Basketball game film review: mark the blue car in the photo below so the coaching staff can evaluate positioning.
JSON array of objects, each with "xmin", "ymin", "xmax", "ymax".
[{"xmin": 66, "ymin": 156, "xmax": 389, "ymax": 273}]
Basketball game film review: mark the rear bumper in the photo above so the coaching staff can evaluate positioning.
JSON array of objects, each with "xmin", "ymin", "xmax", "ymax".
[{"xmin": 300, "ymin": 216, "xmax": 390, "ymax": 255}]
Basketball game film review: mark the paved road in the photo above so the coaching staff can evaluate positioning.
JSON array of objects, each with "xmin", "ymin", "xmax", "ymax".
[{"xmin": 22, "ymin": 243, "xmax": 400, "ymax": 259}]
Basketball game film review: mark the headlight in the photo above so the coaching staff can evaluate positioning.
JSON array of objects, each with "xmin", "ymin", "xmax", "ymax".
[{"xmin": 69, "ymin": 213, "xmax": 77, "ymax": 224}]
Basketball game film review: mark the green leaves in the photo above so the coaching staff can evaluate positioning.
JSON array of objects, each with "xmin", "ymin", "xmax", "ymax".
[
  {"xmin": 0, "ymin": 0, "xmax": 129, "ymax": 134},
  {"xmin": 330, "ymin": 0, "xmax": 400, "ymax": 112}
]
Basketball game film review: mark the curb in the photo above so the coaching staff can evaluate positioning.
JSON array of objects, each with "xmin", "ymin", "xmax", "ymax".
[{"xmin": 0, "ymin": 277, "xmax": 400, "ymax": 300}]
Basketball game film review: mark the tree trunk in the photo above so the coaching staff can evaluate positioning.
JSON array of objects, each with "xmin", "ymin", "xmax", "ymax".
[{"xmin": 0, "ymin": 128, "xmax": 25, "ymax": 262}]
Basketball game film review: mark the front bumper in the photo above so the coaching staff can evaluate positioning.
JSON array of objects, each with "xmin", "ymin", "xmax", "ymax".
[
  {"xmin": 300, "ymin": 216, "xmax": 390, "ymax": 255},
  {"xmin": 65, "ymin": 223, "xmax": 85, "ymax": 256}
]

*****

• Written task: Starting at the line that contains "Basketball game film review: mark the front" and ending at the last line of the records, convert those lines into a Markdown table with the columns Row and Record line. Give each line its own numbered row, and leave out blank lines.

• Result of the task:
| Row | Record line |
|---|---|
| 1 | Basketball game film review: mark the front bumper in the photo above so the coaching staff can evaluate positioning. |
| 2 | JSON array of objects, each with "xmin", "ymin", "xmax", "ymax". |
| 3 | [ |
| 4 |   {"xmin": 300, "ymin": 216, "xmax": 390, "ymax": 255}, |
| 5 |   {"xmin": 65, "ymin": 223, "xmax": 85, "ymax": 256} |
| 6 | ] |